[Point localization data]
◆ ◆ ◆ ◆
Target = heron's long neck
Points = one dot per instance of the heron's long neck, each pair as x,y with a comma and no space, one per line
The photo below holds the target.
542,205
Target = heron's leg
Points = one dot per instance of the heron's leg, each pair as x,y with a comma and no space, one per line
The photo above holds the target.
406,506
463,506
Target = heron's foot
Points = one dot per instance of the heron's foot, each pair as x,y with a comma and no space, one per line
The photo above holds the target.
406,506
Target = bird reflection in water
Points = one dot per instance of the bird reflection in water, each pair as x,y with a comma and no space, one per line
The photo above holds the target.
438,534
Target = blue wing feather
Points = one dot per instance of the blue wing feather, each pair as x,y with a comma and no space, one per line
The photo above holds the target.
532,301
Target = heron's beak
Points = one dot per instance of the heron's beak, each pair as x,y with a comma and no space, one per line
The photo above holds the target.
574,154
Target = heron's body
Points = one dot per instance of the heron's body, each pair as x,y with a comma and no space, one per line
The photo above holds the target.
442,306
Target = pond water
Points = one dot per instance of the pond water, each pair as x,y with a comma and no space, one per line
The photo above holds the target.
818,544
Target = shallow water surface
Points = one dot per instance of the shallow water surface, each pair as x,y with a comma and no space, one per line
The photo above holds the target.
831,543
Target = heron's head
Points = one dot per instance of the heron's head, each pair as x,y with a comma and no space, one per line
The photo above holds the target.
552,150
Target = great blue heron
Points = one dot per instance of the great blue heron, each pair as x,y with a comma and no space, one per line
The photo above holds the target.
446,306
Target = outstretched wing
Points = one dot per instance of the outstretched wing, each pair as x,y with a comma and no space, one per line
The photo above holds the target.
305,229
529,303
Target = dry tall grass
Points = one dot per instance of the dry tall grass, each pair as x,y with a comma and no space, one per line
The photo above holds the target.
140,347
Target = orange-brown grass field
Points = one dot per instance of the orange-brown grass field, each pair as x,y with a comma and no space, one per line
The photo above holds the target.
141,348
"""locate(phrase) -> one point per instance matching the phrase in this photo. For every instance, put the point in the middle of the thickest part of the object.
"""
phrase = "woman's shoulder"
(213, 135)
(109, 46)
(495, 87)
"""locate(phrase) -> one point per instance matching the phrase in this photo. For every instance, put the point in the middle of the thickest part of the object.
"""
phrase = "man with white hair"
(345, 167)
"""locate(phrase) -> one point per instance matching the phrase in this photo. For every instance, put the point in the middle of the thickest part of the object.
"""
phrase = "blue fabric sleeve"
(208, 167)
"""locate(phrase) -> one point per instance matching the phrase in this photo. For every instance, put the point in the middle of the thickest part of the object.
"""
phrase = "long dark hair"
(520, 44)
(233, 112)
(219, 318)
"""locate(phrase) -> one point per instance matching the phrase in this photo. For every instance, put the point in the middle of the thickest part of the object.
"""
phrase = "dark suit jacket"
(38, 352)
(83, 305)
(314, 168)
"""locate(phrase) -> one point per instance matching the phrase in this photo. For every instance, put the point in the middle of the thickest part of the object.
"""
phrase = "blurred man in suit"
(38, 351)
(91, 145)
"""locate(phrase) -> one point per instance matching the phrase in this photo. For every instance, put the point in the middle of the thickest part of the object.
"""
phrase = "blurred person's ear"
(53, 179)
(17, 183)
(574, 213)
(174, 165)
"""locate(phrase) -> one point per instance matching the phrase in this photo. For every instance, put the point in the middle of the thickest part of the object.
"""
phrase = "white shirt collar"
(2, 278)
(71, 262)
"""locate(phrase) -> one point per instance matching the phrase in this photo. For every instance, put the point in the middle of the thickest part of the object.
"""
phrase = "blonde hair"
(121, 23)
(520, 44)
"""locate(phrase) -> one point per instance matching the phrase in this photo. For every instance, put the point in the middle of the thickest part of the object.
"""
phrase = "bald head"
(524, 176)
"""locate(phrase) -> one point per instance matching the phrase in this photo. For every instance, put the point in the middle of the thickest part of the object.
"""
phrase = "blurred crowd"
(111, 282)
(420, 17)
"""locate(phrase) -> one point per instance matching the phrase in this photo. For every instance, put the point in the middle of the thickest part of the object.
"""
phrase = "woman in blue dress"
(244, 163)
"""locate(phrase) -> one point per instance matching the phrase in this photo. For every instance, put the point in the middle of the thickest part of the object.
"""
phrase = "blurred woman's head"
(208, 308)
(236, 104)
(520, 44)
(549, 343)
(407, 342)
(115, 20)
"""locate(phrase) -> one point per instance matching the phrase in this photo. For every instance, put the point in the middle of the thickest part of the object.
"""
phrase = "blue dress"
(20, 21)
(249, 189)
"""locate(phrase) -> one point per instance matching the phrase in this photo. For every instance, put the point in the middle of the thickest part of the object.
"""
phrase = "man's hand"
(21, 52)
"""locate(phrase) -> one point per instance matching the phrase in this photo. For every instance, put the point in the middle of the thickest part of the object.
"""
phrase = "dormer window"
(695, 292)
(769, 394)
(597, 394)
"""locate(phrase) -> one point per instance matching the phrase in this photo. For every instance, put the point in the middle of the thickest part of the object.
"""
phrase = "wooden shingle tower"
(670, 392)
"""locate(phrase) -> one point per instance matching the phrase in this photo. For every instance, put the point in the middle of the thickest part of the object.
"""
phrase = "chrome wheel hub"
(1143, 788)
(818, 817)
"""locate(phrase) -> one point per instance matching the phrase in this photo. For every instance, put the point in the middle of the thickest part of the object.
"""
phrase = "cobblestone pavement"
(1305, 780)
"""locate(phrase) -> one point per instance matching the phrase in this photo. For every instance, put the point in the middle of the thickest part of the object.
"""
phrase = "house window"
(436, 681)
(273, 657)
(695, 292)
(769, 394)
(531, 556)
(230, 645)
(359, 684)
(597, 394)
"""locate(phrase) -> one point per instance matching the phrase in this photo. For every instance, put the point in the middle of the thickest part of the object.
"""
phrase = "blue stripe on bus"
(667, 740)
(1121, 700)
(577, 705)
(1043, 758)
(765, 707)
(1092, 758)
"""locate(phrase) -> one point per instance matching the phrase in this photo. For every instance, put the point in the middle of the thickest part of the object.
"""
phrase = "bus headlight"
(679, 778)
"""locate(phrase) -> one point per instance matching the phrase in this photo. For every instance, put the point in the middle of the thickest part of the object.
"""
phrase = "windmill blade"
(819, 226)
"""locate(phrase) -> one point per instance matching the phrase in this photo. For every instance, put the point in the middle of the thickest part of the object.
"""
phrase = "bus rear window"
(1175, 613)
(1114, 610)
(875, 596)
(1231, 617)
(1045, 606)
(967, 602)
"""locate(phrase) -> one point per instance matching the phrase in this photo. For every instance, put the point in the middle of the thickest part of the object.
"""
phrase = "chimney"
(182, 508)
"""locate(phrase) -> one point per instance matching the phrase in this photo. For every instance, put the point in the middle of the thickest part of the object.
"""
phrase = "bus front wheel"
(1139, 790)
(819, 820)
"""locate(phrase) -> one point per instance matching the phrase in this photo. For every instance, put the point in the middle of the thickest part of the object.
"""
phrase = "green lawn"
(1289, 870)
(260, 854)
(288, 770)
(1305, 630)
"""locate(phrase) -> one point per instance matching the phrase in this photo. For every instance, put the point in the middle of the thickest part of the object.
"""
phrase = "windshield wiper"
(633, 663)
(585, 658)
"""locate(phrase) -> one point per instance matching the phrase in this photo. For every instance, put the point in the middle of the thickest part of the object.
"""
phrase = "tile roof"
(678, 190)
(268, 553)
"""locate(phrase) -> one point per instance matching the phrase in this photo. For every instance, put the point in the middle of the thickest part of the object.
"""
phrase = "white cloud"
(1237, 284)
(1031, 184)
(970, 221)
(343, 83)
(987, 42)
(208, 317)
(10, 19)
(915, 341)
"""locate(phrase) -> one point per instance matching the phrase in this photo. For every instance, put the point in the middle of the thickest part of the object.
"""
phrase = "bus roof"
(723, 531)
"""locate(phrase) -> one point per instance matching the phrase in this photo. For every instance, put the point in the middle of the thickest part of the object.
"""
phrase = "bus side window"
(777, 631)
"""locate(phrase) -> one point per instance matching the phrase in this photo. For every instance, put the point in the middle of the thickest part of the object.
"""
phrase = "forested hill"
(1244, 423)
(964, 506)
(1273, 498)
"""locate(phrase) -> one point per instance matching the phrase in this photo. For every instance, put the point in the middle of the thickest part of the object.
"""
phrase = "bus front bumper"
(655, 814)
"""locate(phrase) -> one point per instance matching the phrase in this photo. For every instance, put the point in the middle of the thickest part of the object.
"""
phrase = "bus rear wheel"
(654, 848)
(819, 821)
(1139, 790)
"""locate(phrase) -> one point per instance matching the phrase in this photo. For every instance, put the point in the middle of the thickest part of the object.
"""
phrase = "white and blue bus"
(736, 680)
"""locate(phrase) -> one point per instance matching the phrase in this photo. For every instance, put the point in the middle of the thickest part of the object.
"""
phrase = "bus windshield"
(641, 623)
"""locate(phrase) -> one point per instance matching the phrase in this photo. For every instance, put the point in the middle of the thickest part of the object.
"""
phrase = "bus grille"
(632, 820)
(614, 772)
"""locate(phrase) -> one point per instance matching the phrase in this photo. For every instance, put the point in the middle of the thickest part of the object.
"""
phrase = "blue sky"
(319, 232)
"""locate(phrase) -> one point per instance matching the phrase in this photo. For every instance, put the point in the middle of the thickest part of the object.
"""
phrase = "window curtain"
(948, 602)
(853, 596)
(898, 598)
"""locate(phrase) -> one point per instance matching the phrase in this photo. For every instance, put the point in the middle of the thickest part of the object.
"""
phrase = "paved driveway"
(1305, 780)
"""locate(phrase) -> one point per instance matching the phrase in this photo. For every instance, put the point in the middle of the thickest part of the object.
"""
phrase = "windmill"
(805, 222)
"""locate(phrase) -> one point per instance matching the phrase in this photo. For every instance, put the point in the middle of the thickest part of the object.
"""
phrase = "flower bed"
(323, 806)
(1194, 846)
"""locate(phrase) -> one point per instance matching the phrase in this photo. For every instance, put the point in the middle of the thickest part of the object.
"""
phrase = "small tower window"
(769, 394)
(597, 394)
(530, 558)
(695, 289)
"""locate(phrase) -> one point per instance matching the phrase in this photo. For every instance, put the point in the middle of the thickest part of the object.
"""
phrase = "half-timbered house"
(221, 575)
◆ ◆ ◆ ◆
### Task prompt
From the records above, pick out and copy each line holding the word "water".

### Exercise response
Target = bird reflection in water
Points = one dot per instance of the bird reflection in water, each pair as x,y with a comma and no space, one per line
Target = pond water
Points = one dot per instance of the pond water, each pair as x,y with a comma and no space, one per line
Target = shallow water surface
Points = one dot per instance of the shallow water surface, each pair as x,y with a comma and no space, one per line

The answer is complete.